### Goal
Quote the article on engaging students in science word for word, from "Students do not" to "it more deeply.".

### Source passage
-=-=-
Evidence-Based Strategies for Tutors and Families

Students do not fall in love with science by memorizing facts. They fall in love with science by exploring, experimenting, arguing, and discovering. Research in science education shows that students engage most when learning feels active, meaningful, and emotionally safe.

Make Students Do Science, Not Just Read About It

Active learning transforms science.

For example, large-scale studies show that students learn more and fail less when they participate in hands-on science activities rather than passive lectures (Bajak, 2014). Additionally, active approaches also narrow achievement gaps for historically underserved students (Theobald et al., 2020). When students build, test, discuss, and revise ideas, they retain information longer and understand it more deeply.
-=-=-
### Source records

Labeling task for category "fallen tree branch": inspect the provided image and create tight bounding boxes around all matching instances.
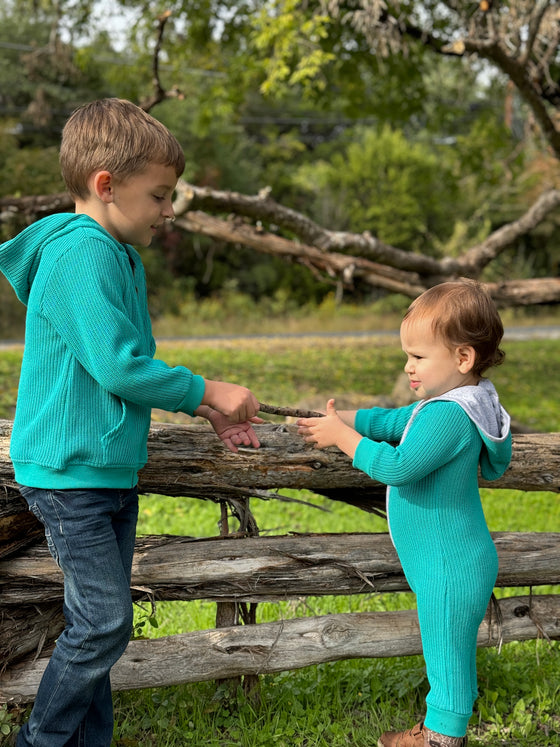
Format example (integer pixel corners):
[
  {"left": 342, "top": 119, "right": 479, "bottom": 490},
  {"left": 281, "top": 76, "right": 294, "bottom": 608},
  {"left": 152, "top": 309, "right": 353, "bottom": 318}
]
[{"left": 0, "top": 596, "right": 560, "bottom": 703}]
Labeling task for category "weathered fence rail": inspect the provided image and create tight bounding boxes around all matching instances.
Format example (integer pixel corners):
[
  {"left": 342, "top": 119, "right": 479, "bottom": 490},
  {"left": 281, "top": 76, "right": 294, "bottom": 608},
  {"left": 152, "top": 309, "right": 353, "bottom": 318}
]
[{"left": 0, "top": 421, "right": 560, "bottom": 702}]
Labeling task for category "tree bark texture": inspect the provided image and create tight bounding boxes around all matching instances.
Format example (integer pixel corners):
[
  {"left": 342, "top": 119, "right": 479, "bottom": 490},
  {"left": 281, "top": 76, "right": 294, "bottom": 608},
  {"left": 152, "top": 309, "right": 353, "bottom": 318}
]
[
  {"left": 0, "top": 532, "right": 560, "bottom": 608},
  {"left": 0, "top": 596, "right": 560, "bottom": 702},
  {"left": 0, "top": 420, "right": 560, "bottom": 516},
  {"left": 0, "top": 532, "right": 560, "bottom": 666}
]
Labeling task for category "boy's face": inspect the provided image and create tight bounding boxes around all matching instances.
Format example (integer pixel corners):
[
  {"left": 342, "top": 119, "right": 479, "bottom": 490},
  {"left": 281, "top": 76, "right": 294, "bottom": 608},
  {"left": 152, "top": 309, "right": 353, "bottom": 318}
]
[
  {"left": 98, "top": 164, "right": 177, "bottom": 246},
  {"left": 401, "top": 319, "right": 478, "bottom": 399}
]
-=-=-
### The answer
Students do not fall in love with science by memorizing facts. They fall in love with science by exploring, experimenting, arguing, and discovering. Research in science education shows that students engage most when learning feels active, meaningful, and emotionally safe.

Make Students Do Science, Not Just Read About It

Active learning transforms science.

For example, large-scale studies show that students learn more and fail less when they participate in hands-on science activities rather than passive lectures (Bajak, 2014). Additionally, active approaches also narrow achievement gaps for historically underserved students (Theobald et al., 2020). When students build, test, discuss, and revise ideas, they retain information longer and understand it more deeply.